• [Exercise prompt]: Copy every one of the items below line for line, changing nothing.

═════ Records for processing

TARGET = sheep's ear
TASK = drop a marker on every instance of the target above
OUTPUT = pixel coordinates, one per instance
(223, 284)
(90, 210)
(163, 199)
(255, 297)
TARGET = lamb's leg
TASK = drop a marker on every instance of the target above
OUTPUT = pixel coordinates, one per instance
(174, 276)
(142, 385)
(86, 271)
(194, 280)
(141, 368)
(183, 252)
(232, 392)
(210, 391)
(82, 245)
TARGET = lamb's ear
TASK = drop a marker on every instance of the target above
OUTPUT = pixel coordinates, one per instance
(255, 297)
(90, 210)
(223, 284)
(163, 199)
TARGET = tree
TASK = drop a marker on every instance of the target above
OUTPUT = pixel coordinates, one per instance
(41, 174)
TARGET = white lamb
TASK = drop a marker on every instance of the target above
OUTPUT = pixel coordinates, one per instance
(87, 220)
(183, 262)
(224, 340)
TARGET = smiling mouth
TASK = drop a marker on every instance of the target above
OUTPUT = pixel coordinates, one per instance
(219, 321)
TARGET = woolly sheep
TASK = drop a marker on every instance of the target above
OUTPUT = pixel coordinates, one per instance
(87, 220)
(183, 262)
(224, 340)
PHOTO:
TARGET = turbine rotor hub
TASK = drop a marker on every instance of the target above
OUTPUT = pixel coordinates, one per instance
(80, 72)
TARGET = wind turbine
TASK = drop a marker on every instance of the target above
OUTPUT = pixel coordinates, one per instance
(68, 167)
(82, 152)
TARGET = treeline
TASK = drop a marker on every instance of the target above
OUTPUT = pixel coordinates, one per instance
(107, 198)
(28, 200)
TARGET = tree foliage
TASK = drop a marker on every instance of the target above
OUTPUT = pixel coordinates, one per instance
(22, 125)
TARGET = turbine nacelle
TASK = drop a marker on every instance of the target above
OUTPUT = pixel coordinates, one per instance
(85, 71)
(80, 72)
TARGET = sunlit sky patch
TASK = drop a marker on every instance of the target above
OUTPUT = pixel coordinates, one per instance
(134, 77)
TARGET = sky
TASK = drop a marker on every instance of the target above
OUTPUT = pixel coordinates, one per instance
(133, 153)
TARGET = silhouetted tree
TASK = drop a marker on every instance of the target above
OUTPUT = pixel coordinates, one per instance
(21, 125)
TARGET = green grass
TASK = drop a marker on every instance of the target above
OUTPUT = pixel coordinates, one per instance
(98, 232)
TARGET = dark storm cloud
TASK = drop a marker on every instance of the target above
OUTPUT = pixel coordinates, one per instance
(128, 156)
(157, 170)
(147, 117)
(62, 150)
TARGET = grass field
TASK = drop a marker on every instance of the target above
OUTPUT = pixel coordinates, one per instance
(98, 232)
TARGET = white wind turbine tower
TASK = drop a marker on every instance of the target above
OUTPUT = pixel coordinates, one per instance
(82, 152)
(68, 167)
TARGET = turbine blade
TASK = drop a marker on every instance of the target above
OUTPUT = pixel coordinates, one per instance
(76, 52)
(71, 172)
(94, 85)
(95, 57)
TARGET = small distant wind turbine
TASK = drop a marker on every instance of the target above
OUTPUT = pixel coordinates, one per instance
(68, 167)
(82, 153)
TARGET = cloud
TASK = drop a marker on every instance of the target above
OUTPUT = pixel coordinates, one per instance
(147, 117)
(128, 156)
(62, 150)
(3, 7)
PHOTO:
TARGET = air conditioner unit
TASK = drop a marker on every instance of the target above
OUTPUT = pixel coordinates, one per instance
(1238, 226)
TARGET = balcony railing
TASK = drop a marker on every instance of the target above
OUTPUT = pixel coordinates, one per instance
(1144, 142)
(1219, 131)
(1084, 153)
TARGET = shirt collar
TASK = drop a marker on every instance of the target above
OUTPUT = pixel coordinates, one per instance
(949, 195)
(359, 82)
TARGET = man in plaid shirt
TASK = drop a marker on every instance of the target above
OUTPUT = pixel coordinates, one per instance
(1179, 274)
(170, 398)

══════════

• [Written solution]:
TARGET = sheep's ear
TASK = drop a marker on every instance of the target above
OUTPUT = pixel coordinates, one per instance
(223, 284)
(90, 210)
(163, 199)
(255, 297)
TARGET = lamb's leg
TASK = drop a marker on every instance of the target above
OUTPUT = pixel coordinates, one per instance
(174, 276)
(142, 385)
(86, 271)
(194, 280)
(141, 368)
(183, 252)
(232, 392)
(210, 391)
(82, 245)
TARGET = lamb's ear
TASK = drop a marker on every instance of the target above
OUTPUT = pixel coordinates, one per instance
(255, 297)
(90, 210)
(223, 284)
(163, 199)
TARGET = tree
TASK = drop a marker on every instance of the target above
OUTPUT = pixel coordinates, one per instance
(41, 174)
TARGET = white lamb
TASK = drop a marker on every instance of the target above
OUTPUT = pixel coordinates, one per instance
(87, 220)
(183, 262)
(224, 340)
TARGET = smiling mouth
TASK = drop a marker on every instance of the target above
OUTPUT = pixel coordinates, one per instance
(219, 321)
TARGET = woolly sheep
TASK = drop a marker on every instance of the target above
OUTPUT = pixel coordinates, one per instance
(87, 220)
(183, 262)
(224, 340)
PHOTO:
TARGET = turbine rotor hub
TASK = drop a marker on every instance of the target above
OUTPUT = pixel coordinates, one per instance
(80, 72)
TARGET = wind turbine
TASK = drop a marker on every instance of the target above
OUTPUT = pixel coordinates, one per instance
(68, 167)
(82, 152)
TARGET = treeline
TASK = drop a marker on every instance of the target above
OUTPUT = pixel coordinates, one per instance
(107, 198)
(28, 200)
TARGET = tree foliage
TASK = drop a marker on every instance of the target above
OUTPUT = pixel coordinates, one per instance
(22, 125)
TARGET = turbine nacelle
TASK = drop a marker on every instance of the target above
OUTPUT = pixel coordinates, one per instance
(85, 71)
(80, 72)
TARGET = sunlit sky patch
TASK = drop a marker on every instance of the target above
OUTPUT = pixel coordinates, one per instance
(134, 77)
TARGET = sky
TASK = drop a marker on every instance of the target above
OUTPUT = pixel coordinates, one per instance
(133, 153)
TARGET = silhouetted tree
TASK = drop a marker on every instance of the target above
OUTPUT = pixel coordinates, one per instance
(21, 125)
TARGET = green grass
TASK = drop a marker on every instance of the target above
OUTPUT = pixel coordinates, one per instance
(98, 232)
TARGET = dark storm cloud
TASK = drop a marker on every instance of the target above
OUTPUT = pixel coordinates, one per instance
(128, 156)
(157, 170)
(147, 117)
(62, 150)
TARGET = grass field
TASK = drop a marker on every instance of the target above
OUTPUT = pixel coordinates, one per instance
(98, 232)
TARGET = white wind turbine tower
TASK = drop a marker on every instance of the target above
OUTPUT = pixel coordinates, one per instance
(82, 152)
(68, 167)
TARGET = turbine blade
TASK = drop a marker on every instance of the target above
OUTPUT = pixel coordinates, one per instance
(76, 52)
(71, 172)
(94, 85)
(95, 57)
TARGET = small distant wind turbine
TASK = drop a marker on every instance of the target above
OUTPUT = pixel coordinates, one per instance
(68, 167)
(82, 153)
TARGET = cloud
TASK = drop a marker on every instance of the target above
OUTPUT = pixel coordinates, one per instance
(147, 117)
(128, 156)
(62, 150)
(3, 7)
PHOTO:
TARGET = air conditioner unit
TASK = drop a marker on every instance of the target above
OUTPUT = pixel coordinates, one per instance
(1238, 226)
TARGET = balcony railing
TASK = drop a marker on every instance of the target above
OUTPUT = pixel coordinates, one per instance
(1144, 142)
(1219, 131)
(1084, 153)
TARGET = shirt collar
TASK = drop a marker on every instance of the target above
OUTPUT = pixel coordinates, one per instance
(949, 195)
(359, 82)
TARGET = man in plaid shirt
TASK = drop a marker on every instance of the target above
OUTPUT = pixel coordinates, one per instance
(1179, 274)
(170, 398)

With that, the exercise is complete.